-- Textauszug --
-=-=-=-=-

Ist Blutzuckermessen für Gesunde sinnvoll? |
Isabel Weinert |
04.06.2024 08:30 Uhr |
Für Diabetiker sind kontinuierliche Glucosemesssysteme ein enormer Gewinn an Lebensqualität. Für gesunde Menschen hingegen kann die dauernde Beschäftigung mit den körpereigenen Funktionen eine Belastung sein. / Foto: Adobe Stock/Dragoljub
Typ-1-Diabetiker kommen um das dauernde Messen der eigenen Blutzuckerwerte lebenslang nicht herum. Bis vor wenigen Jahren mussten sie sich dazu mehrmals täglich in ihre Fingerkuppen piksen. Je nach Diabetesdauer kamen damit bei durchschnittlich fünf Messungen pro Tag mehrere Zehntausend Pikse zusammen. Diese Zeiten sind zum Glück vorbei, seit kontinuierliche Glukosemesssysteme (CGM) die Diabetestherapie bereichern. Mit ihrer Hilfe ist Blutzuckermessen ein Kinderspiel geworden. Für Typ-1-Diabetiker und viele Menschen mit Typ-2-Diabetes ein unschätzbarer Gewinn an Lebensqualität.
Bei einem gesunden Menschen liegt der Blutzucker nüchtern unter 100 mg/dl (unter 5,6 mmol/l) und zwei Stunden nach einer Mahlzeit unter 140 mg/dl (7,8 mmol/l). Isst ein gesunder Mensch eine stark kohlenhydrathaltige Mahlzeit aus einfachen Kohlenhydraten oder auch aus komplexen, die schnell in die Blutbahn gelangen, dann kann der Blutzucker auch mal sehr kurz höher ansteigen, körpereigenes Insulin senkt ihn aber rasch wieder ab.
Im Rahmen der gesundheitlichen Selbstoptimierung, vor allem auf sozialen Medien wie TikTok, Instagram und Facebook, liegt es stark im Trend, mittels CGM zu tracken, wie sich die eigenen Blutzuckerwerte im Laufe des Tages und bei Aufnahme von Mahlzeiten verhalten.
Einige Influencerinnen und Influencer schreiben möglichst glatten Blutzuckerverläufen ohne größere Ausschläge nach oben oder unten gesundheitliche Vorteile zu. Die dahinterstehende Bewegung nennt sich »Glucose Revolution«. Sie propagiert als gesundheitlichen Nutzen unter anderem mehr Energie, keine Pickel, weniger Falten, Besserung hormoneller Dysbalancen, ein starkes Immunsystem, weniger Depressionen, Schutz vor Alzheimer und weniger Tumorerkrankungen.

-=-=-=-=-

-- Bereitgestelltes Material --

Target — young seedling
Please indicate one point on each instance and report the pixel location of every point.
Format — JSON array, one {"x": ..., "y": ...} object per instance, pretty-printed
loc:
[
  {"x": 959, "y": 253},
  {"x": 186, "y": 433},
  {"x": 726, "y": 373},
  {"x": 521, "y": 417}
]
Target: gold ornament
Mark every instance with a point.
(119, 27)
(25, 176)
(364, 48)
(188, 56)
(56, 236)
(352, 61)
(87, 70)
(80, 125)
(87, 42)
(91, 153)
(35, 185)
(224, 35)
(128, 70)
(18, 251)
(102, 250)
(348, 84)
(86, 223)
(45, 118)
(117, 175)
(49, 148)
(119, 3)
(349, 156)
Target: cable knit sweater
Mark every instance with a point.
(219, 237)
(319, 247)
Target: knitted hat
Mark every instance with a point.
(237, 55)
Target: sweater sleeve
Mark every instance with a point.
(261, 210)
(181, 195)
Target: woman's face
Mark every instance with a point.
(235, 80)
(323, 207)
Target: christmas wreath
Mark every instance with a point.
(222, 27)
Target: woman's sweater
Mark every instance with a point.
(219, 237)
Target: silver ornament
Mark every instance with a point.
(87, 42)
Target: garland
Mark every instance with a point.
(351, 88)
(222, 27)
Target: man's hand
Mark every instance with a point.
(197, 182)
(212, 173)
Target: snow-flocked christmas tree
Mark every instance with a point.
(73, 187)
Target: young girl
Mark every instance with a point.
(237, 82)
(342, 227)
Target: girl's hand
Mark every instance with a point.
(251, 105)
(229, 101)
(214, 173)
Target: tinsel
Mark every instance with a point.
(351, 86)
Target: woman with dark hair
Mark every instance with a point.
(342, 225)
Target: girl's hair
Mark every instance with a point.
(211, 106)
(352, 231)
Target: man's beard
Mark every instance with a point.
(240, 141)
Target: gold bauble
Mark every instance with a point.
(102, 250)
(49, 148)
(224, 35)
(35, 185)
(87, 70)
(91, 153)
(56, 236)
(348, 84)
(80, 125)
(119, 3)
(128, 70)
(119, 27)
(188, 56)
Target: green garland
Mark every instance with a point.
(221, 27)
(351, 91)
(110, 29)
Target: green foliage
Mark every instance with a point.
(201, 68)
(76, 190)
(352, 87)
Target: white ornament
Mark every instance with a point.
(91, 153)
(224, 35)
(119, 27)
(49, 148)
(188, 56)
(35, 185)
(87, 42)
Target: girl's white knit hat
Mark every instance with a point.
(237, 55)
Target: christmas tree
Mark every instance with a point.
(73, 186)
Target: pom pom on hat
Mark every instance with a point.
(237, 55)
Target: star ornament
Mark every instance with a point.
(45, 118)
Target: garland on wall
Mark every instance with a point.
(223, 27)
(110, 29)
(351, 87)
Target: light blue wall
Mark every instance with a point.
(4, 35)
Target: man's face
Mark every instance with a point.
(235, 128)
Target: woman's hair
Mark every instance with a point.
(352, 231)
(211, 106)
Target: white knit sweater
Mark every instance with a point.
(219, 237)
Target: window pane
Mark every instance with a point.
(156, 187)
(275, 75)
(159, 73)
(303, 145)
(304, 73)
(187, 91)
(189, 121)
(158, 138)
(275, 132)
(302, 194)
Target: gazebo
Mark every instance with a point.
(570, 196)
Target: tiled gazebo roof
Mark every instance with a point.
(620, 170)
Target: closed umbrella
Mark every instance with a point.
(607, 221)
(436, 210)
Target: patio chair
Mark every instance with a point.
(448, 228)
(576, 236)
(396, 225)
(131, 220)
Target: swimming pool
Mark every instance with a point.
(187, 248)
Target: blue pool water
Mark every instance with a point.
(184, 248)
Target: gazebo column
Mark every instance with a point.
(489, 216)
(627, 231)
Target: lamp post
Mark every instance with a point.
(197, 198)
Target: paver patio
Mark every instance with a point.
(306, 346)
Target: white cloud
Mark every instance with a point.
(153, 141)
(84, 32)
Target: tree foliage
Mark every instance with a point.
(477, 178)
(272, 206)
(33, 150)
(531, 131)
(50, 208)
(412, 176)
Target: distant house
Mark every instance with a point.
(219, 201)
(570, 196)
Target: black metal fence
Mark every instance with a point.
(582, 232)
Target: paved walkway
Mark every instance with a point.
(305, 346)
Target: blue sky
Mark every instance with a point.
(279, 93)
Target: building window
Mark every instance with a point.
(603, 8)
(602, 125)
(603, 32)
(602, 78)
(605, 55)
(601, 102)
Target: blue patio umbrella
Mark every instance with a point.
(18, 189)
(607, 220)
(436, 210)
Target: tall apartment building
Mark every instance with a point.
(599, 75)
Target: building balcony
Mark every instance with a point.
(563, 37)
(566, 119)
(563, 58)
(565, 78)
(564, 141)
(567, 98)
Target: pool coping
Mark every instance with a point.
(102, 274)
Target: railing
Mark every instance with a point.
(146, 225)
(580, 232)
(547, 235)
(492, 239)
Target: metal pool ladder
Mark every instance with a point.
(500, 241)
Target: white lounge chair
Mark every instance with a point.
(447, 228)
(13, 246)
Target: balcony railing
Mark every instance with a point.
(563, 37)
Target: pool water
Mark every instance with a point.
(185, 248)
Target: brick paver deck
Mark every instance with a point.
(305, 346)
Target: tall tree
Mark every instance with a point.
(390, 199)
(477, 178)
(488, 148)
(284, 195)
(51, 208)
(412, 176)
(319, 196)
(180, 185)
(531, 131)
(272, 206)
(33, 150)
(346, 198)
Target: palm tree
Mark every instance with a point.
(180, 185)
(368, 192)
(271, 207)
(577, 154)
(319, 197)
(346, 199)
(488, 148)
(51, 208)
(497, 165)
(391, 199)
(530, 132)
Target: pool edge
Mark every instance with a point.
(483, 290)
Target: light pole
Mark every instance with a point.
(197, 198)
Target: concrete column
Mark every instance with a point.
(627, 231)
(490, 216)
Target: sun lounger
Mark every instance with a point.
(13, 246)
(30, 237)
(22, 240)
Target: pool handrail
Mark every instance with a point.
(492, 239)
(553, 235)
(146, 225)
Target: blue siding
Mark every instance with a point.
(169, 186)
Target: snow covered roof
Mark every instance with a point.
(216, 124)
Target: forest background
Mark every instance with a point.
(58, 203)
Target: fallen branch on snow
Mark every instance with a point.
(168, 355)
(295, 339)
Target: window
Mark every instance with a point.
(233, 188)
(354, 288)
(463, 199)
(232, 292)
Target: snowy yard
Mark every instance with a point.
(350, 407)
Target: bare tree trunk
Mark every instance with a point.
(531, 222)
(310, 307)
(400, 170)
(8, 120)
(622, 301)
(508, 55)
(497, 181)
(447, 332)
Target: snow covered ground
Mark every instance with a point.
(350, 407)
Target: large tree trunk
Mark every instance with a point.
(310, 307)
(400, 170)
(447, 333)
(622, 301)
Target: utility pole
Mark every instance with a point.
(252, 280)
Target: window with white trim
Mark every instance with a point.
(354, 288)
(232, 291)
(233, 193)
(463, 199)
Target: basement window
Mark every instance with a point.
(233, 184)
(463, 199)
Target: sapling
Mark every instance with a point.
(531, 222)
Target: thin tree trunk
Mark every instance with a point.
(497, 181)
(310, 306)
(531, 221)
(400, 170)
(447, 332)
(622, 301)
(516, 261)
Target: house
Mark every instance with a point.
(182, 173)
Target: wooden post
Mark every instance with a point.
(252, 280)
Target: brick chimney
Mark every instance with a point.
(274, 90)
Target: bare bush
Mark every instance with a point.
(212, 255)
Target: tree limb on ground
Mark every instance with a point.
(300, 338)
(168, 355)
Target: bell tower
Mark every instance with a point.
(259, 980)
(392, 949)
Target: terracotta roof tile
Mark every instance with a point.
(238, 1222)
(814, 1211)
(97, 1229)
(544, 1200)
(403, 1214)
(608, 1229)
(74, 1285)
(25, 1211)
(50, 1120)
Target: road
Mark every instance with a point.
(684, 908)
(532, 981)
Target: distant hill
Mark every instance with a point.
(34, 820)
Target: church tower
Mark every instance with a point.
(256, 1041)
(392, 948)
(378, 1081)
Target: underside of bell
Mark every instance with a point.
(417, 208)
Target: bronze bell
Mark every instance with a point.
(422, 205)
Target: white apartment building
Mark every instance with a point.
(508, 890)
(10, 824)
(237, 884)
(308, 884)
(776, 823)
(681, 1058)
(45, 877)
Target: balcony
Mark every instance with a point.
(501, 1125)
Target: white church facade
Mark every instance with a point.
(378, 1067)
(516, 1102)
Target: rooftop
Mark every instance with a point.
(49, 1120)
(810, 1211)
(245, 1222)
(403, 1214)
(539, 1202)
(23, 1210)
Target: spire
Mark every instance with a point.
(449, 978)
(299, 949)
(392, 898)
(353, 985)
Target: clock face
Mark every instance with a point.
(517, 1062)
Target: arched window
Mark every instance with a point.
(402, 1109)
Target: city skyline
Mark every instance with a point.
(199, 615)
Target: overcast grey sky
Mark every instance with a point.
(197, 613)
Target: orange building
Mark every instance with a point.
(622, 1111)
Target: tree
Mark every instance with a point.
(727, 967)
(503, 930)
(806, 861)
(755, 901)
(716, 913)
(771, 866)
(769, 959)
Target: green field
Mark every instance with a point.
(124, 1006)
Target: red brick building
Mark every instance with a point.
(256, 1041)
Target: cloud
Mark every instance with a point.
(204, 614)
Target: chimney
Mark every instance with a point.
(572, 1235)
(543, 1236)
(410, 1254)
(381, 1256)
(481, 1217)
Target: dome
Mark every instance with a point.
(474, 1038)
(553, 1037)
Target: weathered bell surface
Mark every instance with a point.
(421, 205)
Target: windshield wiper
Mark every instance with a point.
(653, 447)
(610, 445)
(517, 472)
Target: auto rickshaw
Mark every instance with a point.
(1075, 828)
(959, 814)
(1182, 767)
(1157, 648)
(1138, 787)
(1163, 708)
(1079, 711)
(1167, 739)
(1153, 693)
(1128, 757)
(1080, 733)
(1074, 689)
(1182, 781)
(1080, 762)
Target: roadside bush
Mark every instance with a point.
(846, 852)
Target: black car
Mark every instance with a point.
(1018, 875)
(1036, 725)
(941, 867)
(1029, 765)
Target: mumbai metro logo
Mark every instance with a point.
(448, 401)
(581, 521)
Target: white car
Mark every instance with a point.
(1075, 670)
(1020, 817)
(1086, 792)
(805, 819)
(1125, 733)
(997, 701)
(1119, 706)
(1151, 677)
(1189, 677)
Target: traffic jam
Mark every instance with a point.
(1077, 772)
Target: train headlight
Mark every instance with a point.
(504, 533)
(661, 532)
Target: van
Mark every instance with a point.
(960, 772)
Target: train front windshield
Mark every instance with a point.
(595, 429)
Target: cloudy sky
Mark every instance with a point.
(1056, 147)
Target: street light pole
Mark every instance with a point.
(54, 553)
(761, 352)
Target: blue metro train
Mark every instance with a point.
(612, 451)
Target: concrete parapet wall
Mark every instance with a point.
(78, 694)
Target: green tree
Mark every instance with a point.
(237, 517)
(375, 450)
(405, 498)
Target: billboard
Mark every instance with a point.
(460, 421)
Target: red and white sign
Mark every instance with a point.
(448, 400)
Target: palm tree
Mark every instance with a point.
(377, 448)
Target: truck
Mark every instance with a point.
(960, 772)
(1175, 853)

-=-=-=-=-

-- Arbeitsanweisungen --
**A)** Wie nennt sich laut dem Textauszug zum Blutzuckermessen bei Gesunden die Bewegung, die glatten Blutzuckerverläufen gesundheitliche Vorteile zuschreibt?
**B)** Schreiben Sie den Textauszug zum Blutzuckermessen bei Gesunden im Anschluss an seinen letzten Satz weiter.

-- Lösungen --
**A)** Die Bewegung nennt sich »Glucose Revolution«.

**B)**
Studien zum Einsatz von CGM-Systemen wurden vor allen Dingen mit Typ-1- und Typ-2-Diabetikern durchgeführt. Die daraus gewonnenen Aussagen lassen sich nicht einfach auf gesunde Menschen übertragen. Betrachtet man die Bedeutung hoher Glucosewerte bei Diabetikern, dann ist gesichert, dass diese schaden. Allerdings bewegen sich diese hohen Werte in Bereichen, die bei gesunden Menschen nie vorkommen. Bei Diabetikern kann der Blutzucker weit über das normale Maß hinaus nach oben gehen. Das kann auf lange Sicht jedes Organsystem, das Herz-Kreislauf-System, die Nervenbahnen stark schädigen. Gesunde Menschen haben dieses Problem krankhaft hoher Blutzuckerspitzen nicht. Ihre Blutzuckerwerte unterliegen abhängig von der Ernährung, von Infekten, von Bewegung, von Stress und bei Frauen vom Zyklus lediglich Schwankungen im Normbereich. Diabetikern hingegen können diese Faktoren den gesamten Stoffwechsel durcheinanderwirbeln.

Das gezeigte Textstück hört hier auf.